DÉFI 1:
Répondez aux questions suivantes à partir de l'extrait choisi sur la Corderie Royale de Rochefort.
(a) Selon le premier paragraphe, de quoi la Corderie Royale est-elle le témoin ?
(b) En quelle année débutent les travaux ?
(c) Au bord de quel cours d'eau la Corderie Royale est-elle installée ?
━━━ EXTRAIT CHOISI
La Corderie Royale de Rochefort raconte notre histoire. Ancrée dans notre patrimoine, elle est la mémoire de ce que nos ancêtres ont jadis construit pour conquérir les mers. Elle est le témoin de l’intelligence des hommes et de l’évolution de l’ingénierie. Par son existence quasi immuable au fil des siècles, la Corderie Royale est la survivance du passé Français dans tout ce qu’il a de plus beau et de plus glorieux.

Découverte

La Corderie Royale est installée au bord des méandres de la Charente à Rochefort. Sa position n’est pas anodine puisque le but était de rejoindre l’océan Atlantique et que sa position, difficile d’accès rendait quasiment impossible la venue d’éventuels envahisseurs. Elle fut construite sur un sol vaseux ce qui engendra doute auprès des instigateurs du projet. C’est en 1666 que débutent les travaux. La Corderie Royale, voulue par Louis XIV, fabriquera deux siècles durant, les cordages des grands voiliers de la Marine royale. Elle fut incendiée durant la Seconde Guerre mondiale puis abandonnée avant de renaître de ses cendres et classée aux Monuments Historiques. Aujourd’hui, différentes structures l’habitent : il y a le Centre International de la Mer, chargé de valoriser ce patrimoine, une Chambre de Commerce et d’Industrie, une Médiathèque, le Conservatoire du Littoral et la Ligue pour la Protection des Oiseaux.
━━━━━━
━━━ DONNÉES FOURNIES
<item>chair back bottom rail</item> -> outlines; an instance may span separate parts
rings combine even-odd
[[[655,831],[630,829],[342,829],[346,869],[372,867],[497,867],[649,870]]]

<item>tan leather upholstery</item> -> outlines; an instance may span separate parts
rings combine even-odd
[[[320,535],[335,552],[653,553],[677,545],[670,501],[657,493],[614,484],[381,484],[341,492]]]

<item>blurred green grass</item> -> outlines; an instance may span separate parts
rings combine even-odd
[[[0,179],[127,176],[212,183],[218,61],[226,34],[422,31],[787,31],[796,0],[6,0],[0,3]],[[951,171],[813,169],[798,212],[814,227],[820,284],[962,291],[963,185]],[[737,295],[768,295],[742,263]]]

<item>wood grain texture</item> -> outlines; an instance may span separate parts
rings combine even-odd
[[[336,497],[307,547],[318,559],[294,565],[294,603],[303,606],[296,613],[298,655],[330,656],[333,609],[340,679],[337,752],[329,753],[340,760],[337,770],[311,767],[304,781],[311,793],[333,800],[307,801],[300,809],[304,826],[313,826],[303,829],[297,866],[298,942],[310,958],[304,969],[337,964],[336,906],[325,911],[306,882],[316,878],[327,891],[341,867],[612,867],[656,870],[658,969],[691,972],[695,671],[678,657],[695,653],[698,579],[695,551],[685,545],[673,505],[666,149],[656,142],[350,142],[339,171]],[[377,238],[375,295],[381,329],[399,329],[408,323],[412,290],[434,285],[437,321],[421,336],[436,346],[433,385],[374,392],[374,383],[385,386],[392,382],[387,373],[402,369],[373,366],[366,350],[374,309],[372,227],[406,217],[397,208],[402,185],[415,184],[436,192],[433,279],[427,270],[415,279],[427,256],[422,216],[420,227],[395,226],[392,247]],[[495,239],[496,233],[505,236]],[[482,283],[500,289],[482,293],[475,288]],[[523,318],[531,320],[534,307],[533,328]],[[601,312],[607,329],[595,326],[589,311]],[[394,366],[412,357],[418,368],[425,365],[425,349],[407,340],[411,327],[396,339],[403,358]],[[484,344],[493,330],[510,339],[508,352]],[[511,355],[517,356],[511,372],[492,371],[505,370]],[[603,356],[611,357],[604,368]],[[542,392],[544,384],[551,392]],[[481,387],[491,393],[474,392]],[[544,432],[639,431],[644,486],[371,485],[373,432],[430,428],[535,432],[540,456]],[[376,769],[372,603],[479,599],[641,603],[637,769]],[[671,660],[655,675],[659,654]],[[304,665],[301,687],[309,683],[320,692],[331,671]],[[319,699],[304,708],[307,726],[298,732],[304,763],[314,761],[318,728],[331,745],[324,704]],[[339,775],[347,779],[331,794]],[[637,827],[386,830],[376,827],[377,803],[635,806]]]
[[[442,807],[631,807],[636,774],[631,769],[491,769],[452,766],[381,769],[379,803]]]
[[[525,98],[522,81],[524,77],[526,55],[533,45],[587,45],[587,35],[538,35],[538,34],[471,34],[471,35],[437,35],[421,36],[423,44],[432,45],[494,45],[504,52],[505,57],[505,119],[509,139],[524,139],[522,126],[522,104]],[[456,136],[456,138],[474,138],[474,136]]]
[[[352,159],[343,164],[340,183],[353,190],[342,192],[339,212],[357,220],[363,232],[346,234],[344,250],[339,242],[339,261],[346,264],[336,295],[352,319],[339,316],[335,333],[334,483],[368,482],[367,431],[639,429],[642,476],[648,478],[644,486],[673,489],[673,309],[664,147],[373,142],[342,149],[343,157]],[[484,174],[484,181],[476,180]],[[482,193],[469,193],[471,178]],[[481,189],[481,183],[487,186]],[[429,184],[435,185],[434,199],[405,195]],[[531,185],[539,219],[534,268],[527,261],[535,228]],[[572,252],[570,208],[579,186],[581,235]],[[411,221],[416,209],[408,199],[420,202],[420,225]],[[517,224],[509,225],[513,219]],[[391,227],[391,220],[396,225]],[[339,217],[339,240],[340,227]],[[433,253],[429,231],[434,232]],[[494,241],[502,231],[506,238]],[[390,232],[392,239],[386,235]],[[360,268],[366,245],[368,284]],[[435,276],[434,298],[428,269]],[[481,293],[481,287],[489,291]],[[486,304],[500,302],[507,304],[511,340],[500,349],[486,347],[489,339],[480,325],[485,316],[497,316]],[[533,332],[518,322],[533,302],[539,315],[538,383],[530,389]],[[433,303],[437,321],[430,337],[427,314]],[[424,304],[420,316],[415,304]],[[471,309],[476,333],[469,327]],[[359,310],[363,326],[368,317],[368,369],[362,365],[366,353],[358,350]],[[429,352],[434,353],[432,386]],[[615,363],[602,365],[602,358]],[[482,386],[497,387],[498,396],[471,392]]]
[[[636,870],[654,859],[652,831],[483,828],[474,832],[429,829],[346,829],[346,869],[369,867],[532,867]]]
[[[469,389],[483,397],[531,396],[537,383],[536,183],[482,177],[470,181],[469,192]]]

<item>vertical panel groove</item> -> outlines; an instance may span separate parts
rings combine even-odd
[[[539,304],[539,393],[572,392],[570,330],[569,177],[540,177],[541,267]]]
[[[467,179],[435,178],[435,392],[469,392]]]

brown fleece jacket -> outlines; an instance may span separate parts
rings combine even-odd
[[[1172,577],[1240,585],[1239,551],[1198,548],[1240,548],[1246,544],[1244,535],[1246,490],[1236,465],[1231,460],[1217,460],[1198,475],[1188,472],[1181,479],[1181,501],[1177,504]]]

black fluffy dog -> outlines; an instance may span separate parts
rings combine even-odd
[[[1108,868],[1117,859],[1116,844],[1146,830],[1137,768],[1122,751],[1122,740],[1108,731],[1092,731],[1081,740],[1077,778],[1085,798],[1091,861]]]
━━━━━━
DÉFI 2: Reproduisez sans rien changer tout ce qui va de la ligne de la liste contenant « black fluffy dog » jusqu'à la fin de cette liste, ces deux limites comprises.

RÉSULTAT ATTENDU 1:
(a) De l'intelligence des hommes et de l'évolution de l'ingénierie.
(b) En 1666.
(c) La Charente.

RÉSULTAT ATTENDU 2:
black fluffy dog -> outlines; an instance may span separate parts
rings combine even-odd
[[[1108,868],[1117,859],[1116,844],[1146,830],[1137,768],[1122,751],[1122,740],[1108,731],[1092,731],[1081,740],[1077,778],[1085,798],[1091,861]]]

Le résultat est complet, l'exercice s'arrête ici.